§ Aim of the exercise: Write out the entries below again, switching "drop a marker" to "place a pin" wherever it appears and keeping everything else unchanged.

§ Source records:
* * * * * * * * *

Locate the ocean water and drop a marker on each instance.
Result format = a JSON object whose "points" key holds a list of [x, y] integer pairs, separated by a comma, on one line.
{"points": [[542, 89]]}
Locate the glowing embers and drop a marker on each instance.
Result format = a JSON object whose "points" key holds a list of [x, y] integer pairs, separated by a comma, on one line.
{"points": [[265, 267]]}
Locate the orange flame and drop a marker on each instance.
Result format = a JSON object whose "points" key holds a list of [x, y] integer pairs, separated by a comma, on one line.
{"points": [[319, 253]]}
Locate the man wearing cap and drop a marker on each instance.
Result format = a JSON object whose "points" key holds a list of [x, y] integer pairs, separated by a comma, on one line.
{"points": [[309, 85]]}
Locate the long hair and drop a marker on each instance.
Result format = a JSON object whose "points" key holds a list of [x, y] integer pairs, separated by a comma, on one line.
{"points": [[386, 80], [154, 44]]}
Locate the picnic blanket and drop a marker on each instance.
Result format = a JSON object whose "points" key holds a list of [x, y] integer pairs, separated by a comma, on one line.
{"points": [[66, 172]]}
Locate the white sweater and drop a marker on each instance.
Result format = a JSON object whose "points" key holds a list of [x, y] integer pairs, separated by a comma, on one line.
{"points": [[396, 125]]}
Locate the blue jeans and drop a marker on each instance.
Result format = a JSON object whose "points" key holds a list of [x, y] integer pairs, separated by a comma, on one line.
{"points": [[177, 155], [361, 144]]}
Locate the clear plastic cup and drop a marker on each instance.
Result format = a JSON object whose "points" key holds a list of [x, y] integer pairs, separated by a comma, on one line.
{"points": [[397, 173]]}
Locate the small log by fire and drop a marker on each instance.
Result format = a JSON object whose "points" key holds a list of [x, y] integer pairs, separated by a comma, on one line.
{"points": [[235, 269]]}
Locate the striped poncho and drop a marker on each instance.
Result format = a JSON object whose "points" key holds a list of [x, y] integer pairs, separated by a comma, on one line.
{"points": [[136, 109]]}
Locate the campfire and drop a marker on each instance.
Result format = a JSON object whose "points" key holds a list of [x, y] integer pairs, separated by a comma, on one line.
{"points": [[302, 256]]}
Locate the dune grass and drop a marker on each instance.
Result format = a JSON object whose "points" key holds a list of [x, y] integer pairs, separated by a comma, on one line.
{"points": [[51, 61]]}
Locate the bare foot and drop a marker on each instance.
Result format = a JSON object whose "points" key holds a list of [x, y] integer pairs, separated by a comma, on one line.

* * * * * * * * *

§ Output below:
Locate the ocean water and place a pin on each instance.
Result format = a JSON object whose "points" key holds a list of [x, y] integer pairs, separated by a comma, on one line.
{"points": [[542, 89]]}
Locate the glowing embers and place a pin on each instance.
Result format = a JSON object whose "points" key holds a list of [x, y] integer pairs, separated by a comma, on one line.
{"points": [[265, 267]]}
Locate the orange flame and place a pin on each instance.
Result format = a JSON object whose "points" key holds a list of [x, y] integer pairs, separated by a comma, on one line.
{"points": [[319, 253]]}
Locate the man wearing cap and place a pin on each instance.
Result format = a JSON object whose "points" key holds a list of [x, y] integer pairs, separated by a comma, on one line.
{"points": [[309, 85]]}
Locate the long hair and place a pin on each instance.
Result format = a JSON object whose "points" key holds a list of [x, y] integer pairs, separated by a comma, on one line.
{"points": [[386, 80], [154, 44]]}
Locate the picnic blanket and place a pin on each instance.
Result format = a JSON object whose "points" key holds a list of [x, y] integer pairs, separated by a comma, on one line.
{"points": [[66, 172]]}
Locate the white sweater and place a pin on each instance.
Result format = a JSON object whose "points" key holds a list of [x, y] integer pairs, separated by a comma, on one line.
{"points": [[396, 125]]}
Locate the blue jeans and place a pin on each instance.
Result format = a JSON object whose "points" key holds a list of [x, y] integer pairs, separated by a comma, on one line.
{"points": [[177, 155], [361, 144]]}
Locate the clear plastic cup and place a pin on each instance.
Result format = a JSON object whose "points" key holds a list of [x, y] integer pairs, separated by a comma, on one line.
{"points": [[397, 173]]}
Locate the small log by fire and place a pin on each instance.
Result format = a JSON object whose "points" key holds a list of [x, y] integer pairs, separated by a comma, on one line.
{"points": [[235, 269]]}
Locate the striped poncho and place a pin on each instance.
Result format = a JSON object whose "points" key holds a list of [x, y] integer pairs, separated by a comma, on one line.
{"points": [[136, 109]]}
Locate the campfire and place a pin on each instance.
Result format = a JSON object whose "points" key holds a list of [x, y] integer pairs, separated by a comma, on one line.
{"points": [[302, 256]]}
Locate the dune grass and place a pin on each instance.
Result format = a JSON object whose "points" key holds a list of [x, y] integer pairs, separated by a comma, on one line.
{"points": [[51, 61]]}
Locate the bare foot and place a pin on each instance.
Result format = a JSON object whose "points" key holds a list of [x, y] integer pairs, separated by a comma, on one line.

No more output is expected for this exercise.